## Begin MATERIALS PROVIDED

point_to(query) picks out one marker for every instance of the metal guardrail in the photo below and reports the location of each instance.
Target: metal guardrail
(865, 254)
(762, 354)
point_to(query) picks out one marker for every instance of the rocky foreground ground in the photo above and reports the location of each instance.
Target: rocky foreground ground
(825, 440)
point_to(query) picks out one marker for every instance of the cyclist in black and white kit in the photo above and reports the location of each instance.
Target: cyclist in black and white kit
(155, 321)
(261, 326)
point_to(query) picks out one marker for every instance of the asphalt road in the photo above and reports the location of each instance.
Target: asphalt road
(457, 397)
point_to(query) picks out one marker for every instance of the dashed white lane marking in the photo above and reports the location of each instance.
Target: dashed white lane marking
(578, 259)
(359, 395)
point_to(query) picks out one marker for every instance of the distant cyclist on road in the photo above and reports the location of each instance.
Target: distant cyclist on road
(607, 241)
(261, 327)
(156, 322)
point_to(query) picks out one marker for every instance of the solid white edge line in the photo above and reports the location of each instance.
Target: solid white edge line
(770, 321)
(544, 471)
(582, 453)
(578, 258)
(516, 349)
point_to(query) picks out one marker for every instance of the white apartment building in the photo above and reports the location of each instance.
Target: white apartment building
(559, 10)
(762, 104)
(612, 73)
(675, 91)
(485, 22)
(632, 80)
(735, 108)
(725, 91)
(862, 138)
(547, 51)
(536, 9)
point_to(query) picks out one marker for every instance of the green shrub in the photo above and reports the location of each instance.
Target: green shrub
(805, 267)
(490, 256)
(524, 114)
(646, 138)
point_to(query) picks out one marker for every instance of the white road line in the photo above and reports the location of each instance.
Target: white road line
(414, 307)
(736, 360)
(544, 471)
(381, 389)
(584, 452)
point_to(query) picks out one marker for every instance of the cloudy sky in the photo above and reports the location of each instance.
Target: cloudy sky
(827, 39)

## End MATERIALS PROVIDED

GOAL
Copy out every one of the lines above, without changing anything.

SOLUTION BELOW
point_to(query) picks out one marker for every instance of the metal guardrail in the photo below and reports the location of each instance.
Target: metal guardrail
(865, 254)
(762, 354)
point_to(query) picks out one marker for every instance of the rocky foreground ground in the photo above and reports the location of each instance.
Target: rocky foreground ground
(825, 440)
point_to(query) picks out one marker for every instance of the cyclist in black and white kit in the photo above and reports the location of each instance.
Target: cyclist in black and white kit
(155, 321)
(261, 326)
point_to(query) picks out one marker for every instance of the asphalt road in the photo above and reports the location of each instance.
Target: asphalt road
(457, 397)
point_to(query) picks out one marker for every instance of the dashed white lane marking in the photo above and reports the location of each instance.
Target: dashed white lane marking
(578, 259)
(359, 395)
point_to(query) picks out one marker for every instance of the distant cyclist on road in the photo above and reports the location of each instance.
Target: distant cyclist on road
(607, 241)
(261, 327)
(156, 322)
point_to(query) picks out one marker for every instance of the solid white edge line in the photo above and reports the location of each instance.
Target: solid white edge line
(770, 321)
(544, 471)
(582, 453)
(578, 258)
(516, 349)
point_to(query) picks out one marker for every instance of the white apartment building in the photo above and reports the location of each instance.
Target: white apartment building
(559, 10)
(762, 104)
(612, 73)
(675, 91)
(485, 22)
(632, 80)
(735, 108)
(725, 91)
(862, 138)
(547, 51)
(536, 9)
point_to(query) picks out one marker for every instance of the green shrub in the photo above and reports the location of each instance.
Target: green shrub
(805, 267)
(490, 256)
(524, 114)
(646, 138)
point_to(query) picks out one marker for every instance of the white road line in the photo above and reports the location of each instance.
Target: white road line
(414, 307)
(736, 360)
(544, 471)
(381, 389)
(584, 452)
point_to(query) picks out one marker for every instance of the cloudy sky in the photo above and reports the location of each instance.
Target: cloudy sky
(827, 39)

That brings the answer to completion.